→ Supplied text
+++

To begin, the acting is uniformly excellent. Lead by the incomparable Christian Bale, the ensemble is a who’s who of character actors devouring their roles. Bale is the best. He brings so much reality, gravitas, and deep inner life to his role as Cheney. There isn’t a second when he falls into mere mimicry or Acting with a capital “A”. Watching him thinking through and observing the others around him is riveting. His dialogue is often minimal, but Bale creates depth with his eyes and his movement. It’s a fantastic performance. Amy Adams is the next essential piece of this puzzle. She is fierce and powerful as a woman with deep desires in a time period when women weren’t allowed to have those desires or ambitions. She is right in step with Bale. A deep true inner life reflected through her eyes and behavior. Steve Carrell as Rumsfeld and Sam Rockwell as George W Bush are both excellent, but they are show pieces. Adams and Bale are given the most and do the most with what they are given.

+++

→ Record extracts
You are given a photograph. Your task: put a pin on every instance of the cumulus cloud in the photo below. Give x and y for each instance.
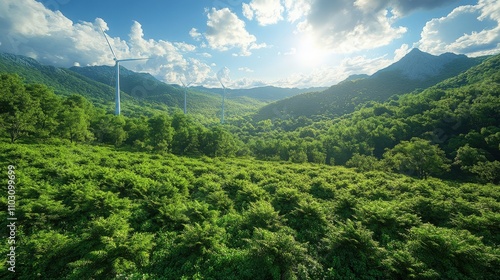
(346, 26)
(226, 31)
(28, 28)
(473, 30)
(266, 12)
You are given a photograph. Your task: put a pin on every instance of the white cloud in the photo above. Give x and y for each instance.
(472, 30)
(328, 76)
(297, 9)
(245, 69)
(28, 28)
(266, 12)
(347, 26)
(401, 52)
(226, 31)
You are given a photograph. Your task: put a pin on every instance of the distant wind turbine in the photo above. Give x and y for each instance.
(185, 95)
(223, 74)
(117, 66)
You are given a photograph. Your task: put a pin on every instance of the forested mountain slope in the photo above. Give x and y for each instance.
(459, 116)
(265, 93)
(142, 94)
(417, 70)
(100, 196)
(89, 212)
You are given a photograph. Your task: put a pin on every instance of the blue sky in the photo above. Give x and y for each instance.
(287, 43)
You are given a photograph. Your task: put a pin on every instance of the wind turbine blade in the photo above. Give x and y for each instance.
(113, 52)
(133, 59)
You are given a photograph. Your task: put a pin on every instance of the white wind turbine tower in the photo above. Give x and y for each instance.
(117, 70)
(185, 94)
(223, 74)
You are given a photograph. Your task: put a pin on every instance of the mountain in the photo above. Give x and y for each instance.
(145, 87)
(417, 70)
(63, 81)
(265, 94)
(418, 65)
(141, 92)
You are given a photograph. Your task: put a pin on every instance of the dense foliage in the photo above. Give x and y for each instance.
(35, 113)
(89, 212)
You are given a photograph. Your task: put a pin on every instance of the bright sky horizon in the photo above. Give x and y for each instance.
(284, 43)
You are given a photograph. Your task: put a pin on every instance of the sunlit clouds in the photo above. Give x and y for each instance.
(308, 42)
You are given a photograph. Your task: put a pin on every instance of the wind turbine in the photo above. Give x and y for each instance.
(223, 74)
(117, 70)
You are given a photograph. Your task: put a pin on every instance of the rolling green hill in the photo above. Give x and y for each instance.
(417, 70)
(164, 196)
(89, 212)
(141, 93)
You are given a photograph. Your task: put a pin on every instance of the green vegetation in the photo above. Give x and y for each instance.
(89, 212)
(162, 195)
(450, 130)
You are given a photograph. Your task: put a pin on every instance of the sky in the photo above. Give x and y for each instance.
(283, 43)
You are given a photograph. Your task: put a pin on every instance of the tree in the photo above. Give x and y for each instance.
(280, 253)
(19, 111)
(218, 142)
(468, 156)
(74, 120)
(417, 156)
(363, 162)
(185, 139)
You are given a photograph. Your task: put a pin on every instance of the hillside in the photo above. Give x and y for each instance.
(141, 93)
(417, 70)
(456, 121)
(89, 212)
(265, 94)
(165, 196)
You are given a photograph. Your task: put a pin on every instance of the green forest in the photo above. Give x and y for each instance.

+++

→ Written request
Please carry on the review of the Cheney film's cast from its last sentence above.

→ Reply
The directing and writing is the problem with this film. Adam McKay wrote and directed the film. He is the man behind Anchorman. He has a warped and unique sense of humor. He injected that humor into his financial horror story The Big Short a few years ago. That film found inventive ways to utilize the medium of film to condense huge amounts of technical financial information into easily digestible chunks. He attempts something similar here, but his humor is at war with the material. The story he tells his deadly serious, but his direction insists on going for laughs. This neuters the dramatic impact of a lot of moments. It robs the film of gravitas. It undermines the truth of what we are seeing.
There are two moments that perfectly exemplify his directorial misguidedness… The first involves Adams and Bale in bed. The narrator of the film asks in voice over what must Cheney have been thinking in that moment. He then ponders what it would be like if people spoke in Shakespearean monologues. Bale and Adams then launch into faux Shakespearean speeches about what they are thinking. This is amusing, strange, and gets a laugh. However it doesn’t offer insight into the characters or the story. It’s just a flight of fancy that kind of works. The second moment comes late when Cheney and his team sit down to a fancy dinner. The waiter approaches with the specials. Instead of food he offers them a menu of unethical extremes; water boarding, patriot act surveillance, unlawful rendition, and on and on. They choose all of them. This is clever. It demonstrates the cavalier attitude of the administration with regard to personal rights and freedoms. It’s a really strong metaphor, but it doesn’t stick the landing. The fantasy of it is so jarring and there is no final conclusion or insight drawn from it. It simply ends with the punchline, “we’ll have all of them,” and it moves on. It breaks the verisimilitude of the movie and then dives back into the story proper without giving us a reason. You don’t have to break your movie in half in order to make that metaphor work, but he does in order to get the joke.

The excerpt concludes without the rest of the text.